Description of the task
Below are the records; output them exactly from the first line through the line with "Pin the forested", stopping there.

Given information
-.-.-

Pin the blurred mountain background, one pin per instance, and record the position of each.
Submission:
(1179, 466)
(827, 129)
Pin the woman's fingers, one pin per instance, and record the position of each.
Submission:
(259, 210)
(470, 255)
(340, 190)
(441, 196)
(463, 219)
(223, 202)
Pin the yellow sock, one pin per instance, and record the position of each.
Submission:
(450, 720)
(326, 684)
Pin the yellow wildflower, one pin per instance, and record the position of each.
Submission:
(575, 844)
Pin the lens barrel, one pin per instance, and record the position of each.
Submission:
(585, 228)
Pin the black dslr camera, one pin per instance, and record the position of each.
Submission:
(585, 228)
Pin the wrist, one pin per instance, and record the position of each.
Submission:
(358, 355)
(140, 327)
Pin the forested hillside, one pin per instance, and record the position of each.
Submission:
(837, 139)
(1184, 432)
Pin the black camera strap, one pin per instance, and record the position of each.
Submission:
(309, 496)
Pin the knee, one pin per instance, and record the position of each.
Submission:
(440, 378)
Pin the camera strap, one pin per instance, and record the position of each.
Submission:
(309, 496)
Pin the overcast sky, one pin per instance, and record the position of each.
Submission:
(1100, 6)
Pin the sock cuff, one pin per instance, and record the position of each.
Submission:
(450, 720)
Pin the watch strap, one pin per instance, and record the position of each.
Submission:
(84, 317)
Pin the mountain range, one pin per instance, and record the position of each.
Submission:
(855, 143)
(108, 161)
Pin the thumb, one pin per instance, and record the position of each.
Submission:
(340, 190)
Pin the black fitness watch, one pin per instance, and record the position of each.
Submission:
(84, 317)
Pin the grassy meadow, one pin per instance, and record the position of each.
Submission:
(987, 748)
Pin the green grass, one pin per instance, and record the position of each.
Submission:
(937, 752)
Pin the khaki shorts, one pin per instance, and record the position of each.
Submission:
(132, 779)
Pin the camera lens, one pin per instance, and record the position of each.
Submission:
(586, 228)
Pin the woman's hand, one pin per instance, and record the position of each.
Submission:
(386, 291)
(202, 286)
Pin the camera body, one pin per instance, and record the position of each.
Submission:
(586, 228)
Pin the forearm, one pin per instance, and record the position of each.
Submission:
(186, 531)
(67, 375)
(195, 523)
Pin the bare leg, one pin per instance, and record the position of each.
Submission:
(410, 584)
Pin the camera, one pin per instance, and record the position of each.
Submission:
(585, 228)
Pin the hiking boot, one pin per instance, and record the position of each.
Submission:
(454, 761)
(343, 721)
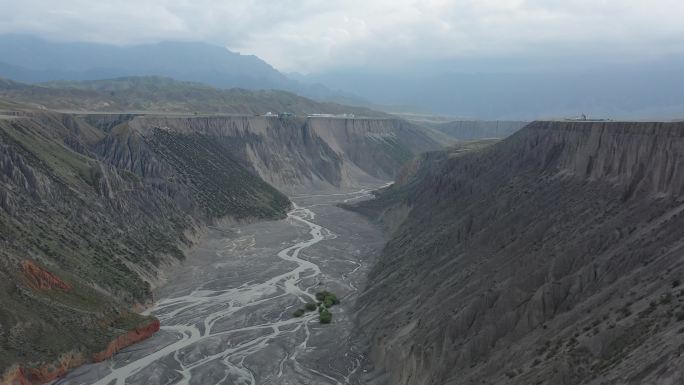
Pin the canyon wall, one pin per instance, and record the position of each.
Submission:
(299, 154)
(94, 208)
(552, 257)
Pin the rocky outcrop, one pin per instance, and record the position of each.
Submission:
(304, 153)
(552, 257)
(131, 337)
(94, 208)
(50, 372)
(90, 218)
(40, 278)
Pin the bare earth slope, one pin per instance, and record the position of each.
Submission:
(84, 236)
(94, 207)
(553, 257)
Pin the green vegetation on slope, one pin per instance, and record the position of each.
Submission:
(101, 210)
(159, 94)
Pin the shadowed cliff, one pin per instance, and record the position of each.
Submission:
(552, 257)
(94, 208)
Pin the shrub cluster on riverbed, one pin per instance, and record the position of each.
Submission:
(325, 300)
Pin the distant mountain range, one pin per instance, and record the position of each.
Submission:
(165, 95)
(33, 60)
(645, 91)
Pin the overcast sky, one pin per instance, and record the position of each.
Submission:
(322, 35)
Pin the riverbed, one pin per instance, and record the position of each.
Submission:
(226, 313)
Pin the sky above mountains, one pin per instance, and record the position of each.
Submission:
(310, 36)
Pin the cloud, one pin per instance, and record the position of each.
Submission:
(315, 35)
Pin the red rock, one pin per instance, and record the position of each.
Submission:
(131, 337)
(48, 373)
(39, 278)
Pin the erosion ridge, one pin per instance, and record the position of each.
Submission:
(552, 257)
(94, 207)
(296, 153)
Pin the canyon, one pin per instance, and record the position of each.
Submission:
(552, 257)
(98, 208)
(158, 248)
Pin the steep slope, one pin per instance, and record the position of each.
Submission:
(165, 95)
(94, 207)
(553, 257)
(299, 154)
(88, 220)
(478, 129)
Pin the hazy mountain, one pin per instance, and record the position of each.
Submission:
(637, 92)
(159, 94)
(33, 60)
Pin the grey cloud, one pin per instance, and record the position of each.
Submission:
(313, 35)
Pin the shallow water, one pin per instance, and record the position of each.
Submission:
(226, 314)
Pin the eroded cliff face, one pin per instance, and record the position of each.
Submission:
(303, 154)
(89, 219)
(93, 209)
(553, 257)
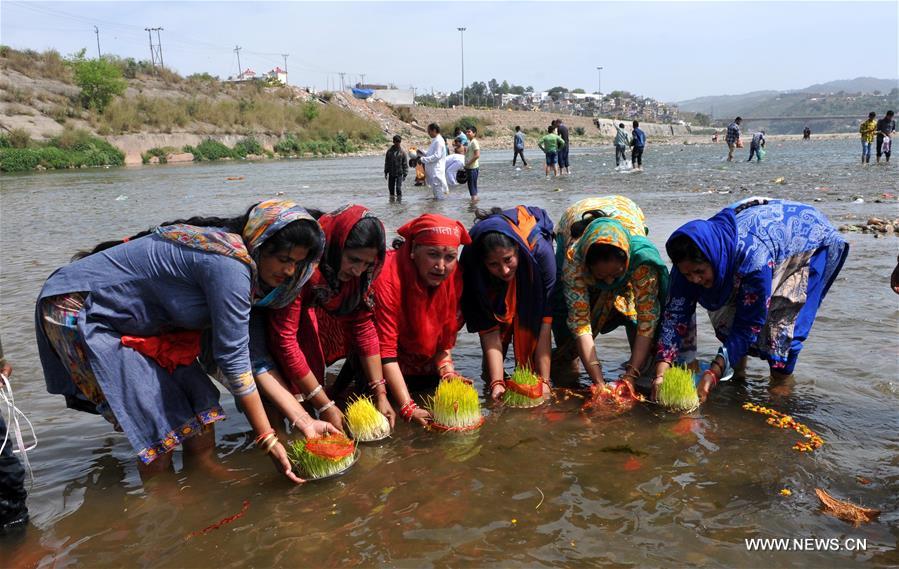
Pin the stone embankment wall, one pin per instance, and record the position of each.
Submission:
(508, 119)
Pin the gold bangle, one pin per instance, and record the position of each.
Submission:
(261, 443)
(270, 444)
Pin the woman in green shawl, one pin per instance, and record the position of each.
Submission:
(610, 275)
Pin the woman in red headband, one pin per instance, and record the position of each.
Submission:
(332, 317)
(417, 312)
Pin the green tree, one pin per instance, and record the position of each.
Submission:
(98, 79)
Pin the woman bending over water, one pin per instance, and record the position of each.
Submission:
(118, 330)
(761, 267)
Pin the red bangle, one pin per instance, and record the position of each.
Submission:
(262, 436)
(407, 410)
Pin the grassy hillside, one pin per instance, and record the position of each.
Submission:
(855, 98)
(41, 96)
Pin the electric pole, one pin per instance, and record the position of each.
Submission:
(155, 50)
(462, 39)
(159, 46)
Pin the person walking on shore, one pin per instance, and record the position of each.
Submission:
(396, 167)
(639, 142)
(518, 147)
(733, 138)
(755, 147)
(622, 141)
(550, 144)
(867, 130)
(886, 128)
(472, 164)
(435, 163)
(563, 152)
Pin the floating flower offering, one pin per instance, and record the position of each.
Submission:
(678, 390)
(322, 457)
(616, 396)
(523, 389)
(777, 419)
(365, 421)
(455, 406)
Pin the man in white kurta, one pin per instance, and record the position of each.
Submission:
(435, 163)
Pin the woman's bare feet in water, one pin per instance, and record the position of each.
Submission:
(781, 384)
(199, 453)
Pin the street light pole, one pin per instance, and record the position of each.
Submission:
(462, 40)
(599, 87)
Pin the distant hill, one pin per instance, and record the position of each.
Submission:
(846, 97)
(857, 85)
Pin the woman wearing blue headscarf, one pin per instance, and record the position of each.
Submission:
(119, 329)
(761, 267)
(509, 272)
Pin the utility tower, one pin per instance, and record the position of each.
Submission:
(237, 49)
(155, 49)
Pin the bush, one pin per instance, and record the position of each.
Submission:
(18, 159)
(71, 149)
(161, 153)
(19, 138)
(98, 79)
(248, 145)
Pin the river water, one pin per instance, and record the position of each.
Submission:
(550, 487)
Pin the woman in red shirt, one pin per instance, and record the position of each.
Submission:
(417, 311)
(332, 316)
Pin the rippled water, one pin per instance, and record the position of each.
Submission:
(530, 489)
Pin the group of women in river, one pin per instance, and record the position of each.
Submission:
(135, 330)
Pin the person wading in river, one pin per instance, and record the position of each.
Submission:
(761, 267)
(119, 330)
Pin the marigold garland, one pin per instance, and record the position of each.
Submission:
(782, 421)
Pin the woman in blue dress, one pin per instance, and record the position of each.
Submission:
(119, 330)
(509, 272)
(761, 267)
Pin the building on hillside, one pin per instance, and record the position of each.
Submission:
(277, 74)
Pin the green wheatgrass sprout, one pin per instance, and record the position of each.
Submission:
(678, 391)
(526, 378)
(365, 421)
(313, 466)
(455, 404)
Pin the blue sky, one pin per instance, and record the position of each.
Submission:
(671, 50)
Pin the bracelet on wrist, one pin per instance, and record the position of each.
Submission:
(313, 393)
(263, 436)
(407, 410)
(325, 407)
(269, 444)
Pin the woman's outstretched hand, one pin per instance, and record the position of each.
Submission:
(282, 464)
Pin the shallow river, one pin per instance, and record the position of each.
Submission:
(539, 488)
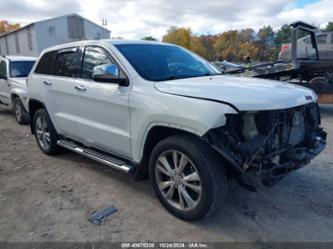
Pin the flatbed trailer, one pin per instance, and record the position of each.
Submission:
(308, 72)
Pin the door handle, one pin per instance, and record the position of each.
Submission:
(47, 83)
(80, 88)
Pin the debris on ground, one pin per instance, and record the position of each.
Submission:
(97, 217)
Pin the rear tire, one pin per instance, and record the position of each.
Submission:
(45, 133)
(195, 190)
(21, 115)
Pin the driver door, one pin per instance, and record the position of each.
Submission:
(4, 83)
(101, 108)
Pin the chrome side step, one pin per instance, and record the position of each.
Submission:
(97, 156)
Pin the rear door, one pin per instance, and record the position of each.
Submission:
(330, 46)
(322, 43)
(4, 83)
(64, 68)
(102, 108)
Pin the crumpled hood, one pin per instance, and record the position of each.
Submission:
(246, 94)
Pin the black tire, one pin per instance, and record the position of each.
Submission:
(213, 180)
(53, 148)
(21, 115)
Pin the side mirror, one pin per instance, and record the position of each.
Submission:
(4, 77)
(109, 73)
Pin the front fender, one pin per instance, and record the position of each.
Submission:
(22, 94)
(192, 115)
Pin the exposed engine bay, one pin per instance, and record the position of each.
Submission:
(267, 145)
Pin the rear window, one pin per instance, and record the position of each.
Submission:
(20, 68)
(46, 63)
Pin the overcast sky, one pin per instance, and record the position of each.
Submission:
(134, 19)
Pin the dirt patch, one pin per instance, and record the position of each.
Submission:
(46, 198)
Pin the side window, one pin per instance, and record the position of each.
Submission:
(3, 69)
(46, 63)
(321, 39)
(68, 63)
(93, 56)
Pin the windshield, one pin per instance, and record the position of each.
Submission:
(20, 68)
(165, 62)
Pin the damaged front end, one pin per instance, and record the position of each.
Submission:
(265, 146)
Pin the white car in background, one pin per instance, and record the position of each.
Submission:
(13, 93)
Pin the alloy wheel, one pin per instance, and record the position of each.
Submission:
(178, 180)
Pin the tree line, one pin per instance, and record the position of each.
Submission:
(234, 45)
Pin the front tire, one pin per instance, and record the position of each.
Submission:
(21, 115)
(187, 177)
(45, 133)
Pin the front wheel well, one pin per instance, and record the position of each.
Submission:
(154, 136)
(34, 105)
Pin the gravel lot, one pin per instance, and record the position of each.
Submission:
(46, 198)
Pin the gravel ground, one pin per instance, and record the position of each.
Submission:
(46, 198)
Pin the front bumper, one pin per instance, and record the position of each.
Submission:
(256, 162)
(298, 158)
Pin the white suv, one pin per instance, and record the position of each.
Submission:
(157, 110)
(13, 93)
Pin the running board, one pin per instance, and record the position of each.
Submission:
(97, 156)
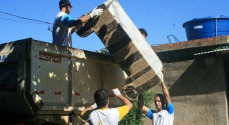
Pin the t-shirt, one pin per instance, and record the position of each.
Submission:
(109, 116)
(61, 29)
(164, 117)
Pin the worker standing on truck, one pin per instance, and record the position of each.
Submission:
(165, 110)
(100, 114)
(63, 23)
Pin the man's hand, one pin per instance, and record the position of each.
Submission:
(108, 3)
(94, 106)
(116, 91)
(96, 12)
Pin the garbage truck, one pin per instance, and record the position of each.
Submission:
(43, 83)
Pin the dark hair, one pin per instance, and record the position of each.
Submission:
(63, 3)
(143, 31)
(101, 97)
(162, 98)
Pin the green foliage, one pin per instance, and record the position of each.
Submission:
(135, 116)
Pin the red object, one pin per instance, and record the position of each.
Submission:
(57, 93)
(42, 92)
(77, 94)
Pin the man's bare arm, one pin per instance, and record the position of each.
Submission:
(141, 105)
(166, 93)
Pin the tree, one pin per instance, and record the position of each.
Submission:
(135, 116)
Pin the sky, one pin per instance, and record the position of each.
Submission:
(160, 18)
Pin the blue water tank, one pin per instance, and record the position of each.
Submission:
(207, 27)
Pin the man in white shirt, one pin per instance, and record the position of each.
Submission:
(100, 114)
(164, 115)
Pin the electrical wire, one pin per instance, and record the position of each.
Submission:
(25, 18)
(21, 21)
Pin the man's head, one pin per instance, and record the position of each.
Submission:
(143, 32)
(101, 97)
(159, 101)
(66, 5)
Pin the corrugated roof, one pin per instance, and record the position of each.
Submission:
(213, 51)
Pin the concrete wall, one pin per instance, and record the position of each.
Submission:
(198, 91)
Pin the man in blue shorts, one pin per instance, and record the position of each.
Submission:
(100, 114)
(164, 115)
(63, 23)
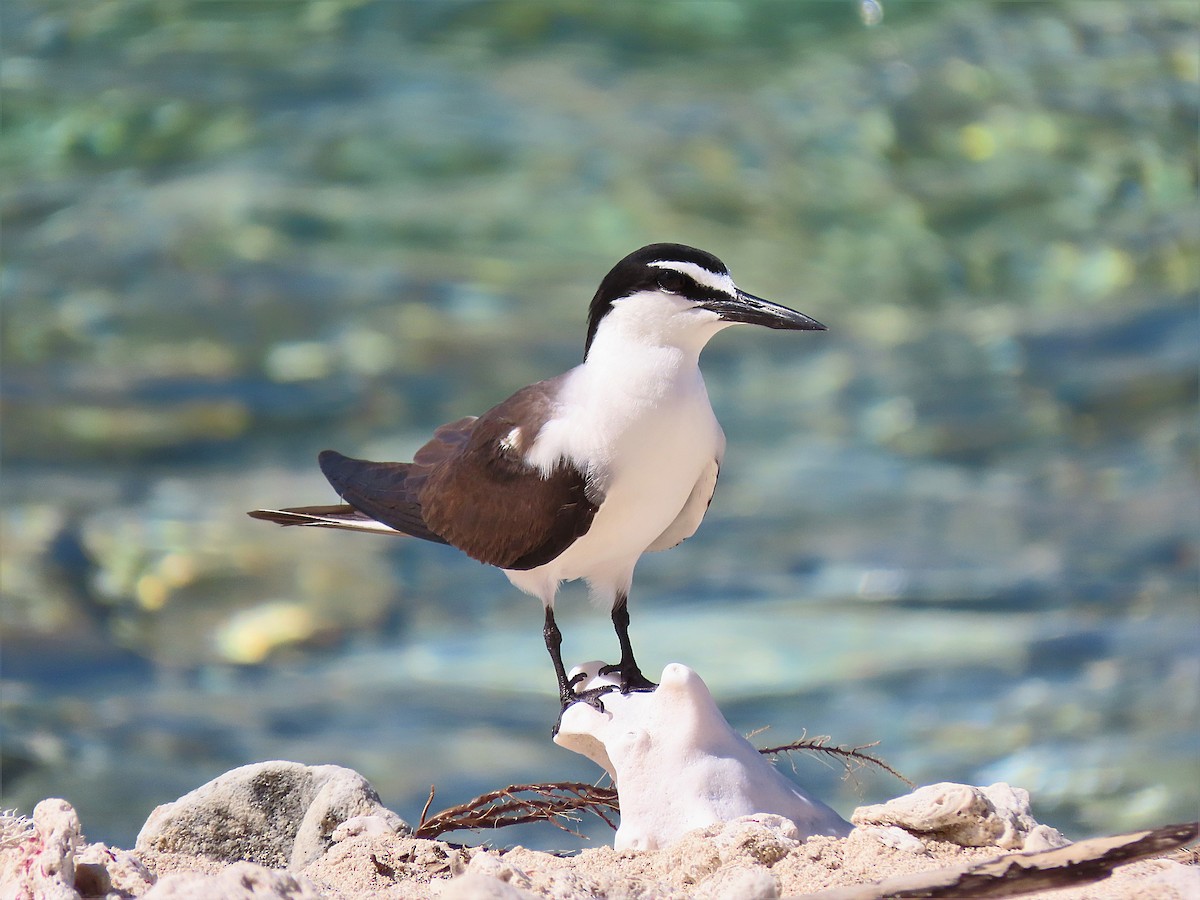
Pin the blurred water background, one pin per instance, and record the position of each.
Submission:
(963, 522)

-.-.-

The completed task
Pin the blurred mountain background, one pin per instance, and record the position of each.
Submission:
(1179, 466)
(827, 129)
Pin the woman's fingers, one pin per instance, and record the position of each.
Submission:
(259, 210)
(470, 255)
(340, 190)
(441, 196)
(463, 219)
(223, 202)
Pin the yellow sock, one pin per instance, and record the position of each.
Submission:
(450, 720)
(326, 684)
Pin the yellow wildflower, one pin per instance, and record the position of each.
Submission:
(575, 844)
Pin the lens barrel, one pin per instance, and record the position of each.
Submission:
(585, 228)
Pin the black dslr camera, one pin per instance, and record the position of each.
Submission:
(585, 228)
Pin the wrist, one pin per instance, and record the position of each.
Submission:
(358, 355)
(140, 327)
Pin the forested hillside, one pin per instance, and record the position of each.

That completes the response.